КОРОТКОЕ ЗАДАНИЕ A.
Ответьте по тексту об охоте на мускусных быков:
(i) Сколько быков было в стаде?
(ii) Сколько собак на каждые нарты не отвязали?
(iii) Что рассказчик нашел во время прогулки, кроме растительности?
========
Этот трехмильный марш-бросок отнял у нас немного времени. Атаковать мы решили по трем расселинам. На некоторое время быки пропали из виду, но когда мы снова увидели их, они ничуть не обеспокоились, по крайней мере до тех пор, пока мы не напали на них сразу с трех сторон.
Все собаки, за исключением пяти на каждые нарты, были отвязаны. Они полетели на быков, словно стрелы, выпущенные из лука.
Быки попытались удрать, но было слишком поздно. Собаки нападали с двух сторон, и быкам оставалось только, грозно мыча, сбиться в кружок хвостами вместе и головами в сторону врагов. В стаде было семь быков, и они попытались держать собак на безопасном расстоянии.
Собаки, оскалив зубы и по-волчьи рыча, могли лишь наскоками приблизиться к ним на несколько футов. Время от времени один из быков, пытаясь поразить собак, выскакивал из круга с опущенной к земле головой, но те были достаточно увертливы и не давали захватить себя врасплох, и всякий раз бык отступал со следами собачьих клыков на ляжках.
После нескольких подобных попыток быки с опущенными рогами стали попросту удерживать позицию, а собаки, не осмеливаясь по-настоящему атаковать их, уселись в кружок и стали издавать завывания, от которых кровь стыла в жилах. Тем временем подоспели эскимосы и я.
Вскоре битва завершилась. Я сфотографировал старого быка, которому удалось в тот момент прорваться сквозь заслон собак. Преследуемый целой сворой — его погнали на утес, — он оступился и сорвался вниз, совершив полет в 5 тысяч футов.
Шестеро других быков были убиты охотниками.
Солнце село за горы, и пурпурные сумерки скоро поблекли. Было очень холодно. Дыхание вырывалось изо рта как струи пара из чайника. Температура опустилась до -81. Нельзя было терять ни минуты, нужно было немедленно разделать добычу. Однако и эта задача оказалась по плечу эскимосам. Они проявили такое искусство, каким кроме них обладают только индейцы.
Пока эскимосы занимались мясом, я совершил нечто вроде прогулки, чтобы запечатлеть в памяти характерные признаки местности, где водятся мускусные быки. Вершины гор, словно выровненные ветром, были лишены снега. Здесь росла трава, мхи и в изобилии — ползучая ива; вся растительность сползала в глубокие овраги. Я нашел окаменелые пеньки больших деревьев и кусочки лигнита (бурого угля). В доледниковый период эта земля, очевидно, вскармливала богатую растительность, однако теперь являла собой вымороженную безнадежность. Тем не менее в этой снежной пустыне отчаяния природа ухитрялась снабжать свои создания пищей.
========
КОРОТКОЕ ЗАДАНИЕ B. Соберите все строки списка, в которых встречается строка "facade". Регистр букв учитывается.
========
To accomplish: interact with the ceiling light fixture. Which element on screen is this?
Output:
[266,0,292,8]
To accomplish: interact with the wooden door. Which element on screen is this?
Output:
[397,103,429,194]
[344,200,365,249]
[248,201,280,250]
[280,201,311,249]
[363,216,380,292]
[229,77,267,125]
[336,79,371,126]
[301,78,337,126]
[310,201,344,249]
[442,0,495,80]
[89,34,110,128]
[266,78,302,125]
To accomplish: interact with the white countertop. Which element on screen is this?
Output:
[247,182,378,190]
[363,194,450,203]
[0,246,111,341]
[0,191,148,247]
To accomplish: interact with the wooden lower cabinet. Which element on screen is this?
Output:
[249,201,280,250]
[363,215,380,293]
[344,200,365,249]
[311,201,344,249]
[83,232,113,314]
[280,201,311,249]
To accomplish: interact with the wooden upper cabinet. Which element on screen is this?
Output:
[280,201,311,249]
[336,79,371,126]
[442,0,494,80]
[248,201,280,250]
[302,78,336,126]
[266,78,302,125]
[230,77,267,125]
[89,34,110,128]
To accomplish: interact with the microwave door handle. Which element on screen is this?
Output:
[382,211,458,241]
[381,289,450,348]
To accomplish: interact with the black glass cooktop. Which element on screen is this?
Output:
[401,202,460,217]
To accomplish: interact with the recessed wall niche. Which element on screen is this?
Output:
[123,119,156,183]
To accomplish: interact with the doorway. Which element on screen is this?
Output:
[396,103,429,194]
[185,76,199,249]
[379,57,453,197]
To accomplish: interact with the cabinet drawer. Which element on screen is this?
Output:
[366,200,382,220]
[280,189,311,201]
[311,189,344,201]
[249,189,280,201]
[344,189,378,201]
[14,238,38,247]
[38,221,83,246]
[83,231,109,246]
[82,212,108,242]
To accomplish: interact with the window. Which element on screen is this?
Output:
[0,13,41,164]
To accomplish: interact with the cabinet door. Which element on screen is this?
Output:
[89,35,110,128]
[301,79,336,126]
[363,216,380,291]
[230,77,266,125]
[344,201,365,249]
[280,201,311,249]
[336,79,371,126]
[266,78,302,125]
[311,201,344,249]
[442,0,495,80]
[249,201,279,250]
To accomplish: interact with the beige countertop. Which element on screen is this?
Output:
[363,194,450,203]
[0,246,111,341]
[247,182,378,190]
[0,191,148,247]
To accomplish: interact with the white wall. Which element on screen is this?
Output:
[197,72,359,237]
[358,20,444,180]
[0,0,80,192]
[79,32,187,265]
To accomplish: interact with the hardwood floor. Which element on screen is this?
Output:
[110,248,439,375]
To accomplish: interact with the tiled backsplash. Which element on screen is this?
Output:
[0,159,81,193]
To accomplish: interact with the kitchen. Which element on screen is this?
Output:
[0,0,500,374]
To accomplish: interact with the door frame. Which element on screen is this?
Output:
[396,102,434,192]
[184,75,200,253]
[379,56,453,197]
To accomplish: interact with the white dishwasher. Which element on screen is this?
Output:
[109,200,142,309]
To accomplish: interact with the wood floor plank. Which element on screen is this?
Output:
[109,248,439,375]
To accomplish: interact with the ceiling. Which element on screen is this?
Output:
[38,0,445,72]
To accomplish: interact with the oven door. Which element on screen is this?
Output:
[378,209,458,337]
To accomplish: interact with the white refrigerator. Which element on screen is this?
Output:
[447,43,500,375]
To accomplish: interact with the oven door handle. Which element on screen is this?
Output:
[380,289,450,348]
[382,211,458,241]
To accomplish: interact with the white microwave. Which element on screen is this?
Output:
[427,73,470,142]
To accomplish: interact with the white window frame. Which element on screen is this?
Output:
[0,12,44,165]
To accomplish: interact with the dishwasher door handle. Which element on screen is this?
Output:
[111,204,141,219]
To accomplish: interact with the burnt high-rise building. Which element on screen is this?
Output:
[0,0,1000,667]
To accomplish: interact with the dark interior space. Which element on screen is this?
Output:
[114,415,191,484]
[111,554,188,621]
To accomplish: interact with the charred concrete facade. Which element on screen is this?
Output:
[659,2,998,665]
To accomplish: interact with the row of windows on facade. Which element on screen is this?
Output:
========
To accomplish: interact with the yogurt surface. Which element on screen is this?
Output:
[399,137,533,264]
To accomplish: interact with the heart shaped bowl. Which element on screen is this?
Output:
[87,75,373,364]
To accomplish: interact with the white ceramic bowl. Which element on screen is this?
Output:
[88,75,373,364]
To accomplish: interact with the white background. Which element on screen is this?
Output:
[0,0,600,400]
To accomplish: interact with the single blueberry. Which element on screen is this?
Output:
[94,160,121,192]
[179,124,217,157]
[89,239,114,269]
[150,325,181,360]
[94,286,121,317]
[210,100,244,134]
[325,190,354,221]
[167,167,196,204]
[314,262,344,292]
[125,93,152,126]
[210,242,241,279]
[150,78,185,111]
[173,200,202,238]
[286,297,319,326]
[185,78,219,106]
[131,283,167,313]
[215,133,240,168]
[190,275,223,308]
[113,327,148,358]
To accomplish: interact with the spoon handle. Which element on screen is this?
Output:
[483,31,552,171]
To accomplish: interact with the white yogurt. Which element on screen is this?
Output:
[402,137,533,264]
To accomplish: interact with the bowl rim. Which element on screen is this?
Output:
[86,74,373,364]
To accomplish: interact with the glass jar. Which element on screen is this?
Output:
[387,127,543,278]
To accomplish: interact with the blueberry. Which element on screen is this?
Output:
========
ОЖИДАЕМЫЙ ОТВЕТ A.
(i) Семь.
(ii) Пять.
(iii) Окаменелые пеньки больших деревьев и кусочки лигнита (бурого угля).

ОЖИДАЕМЫЙ ОТВЕТ B.
To accomplish: interact with the charred concrete facade. Which element on screen is this?
To accomplish: interact with the row of windows on facade. Which element on screen is this?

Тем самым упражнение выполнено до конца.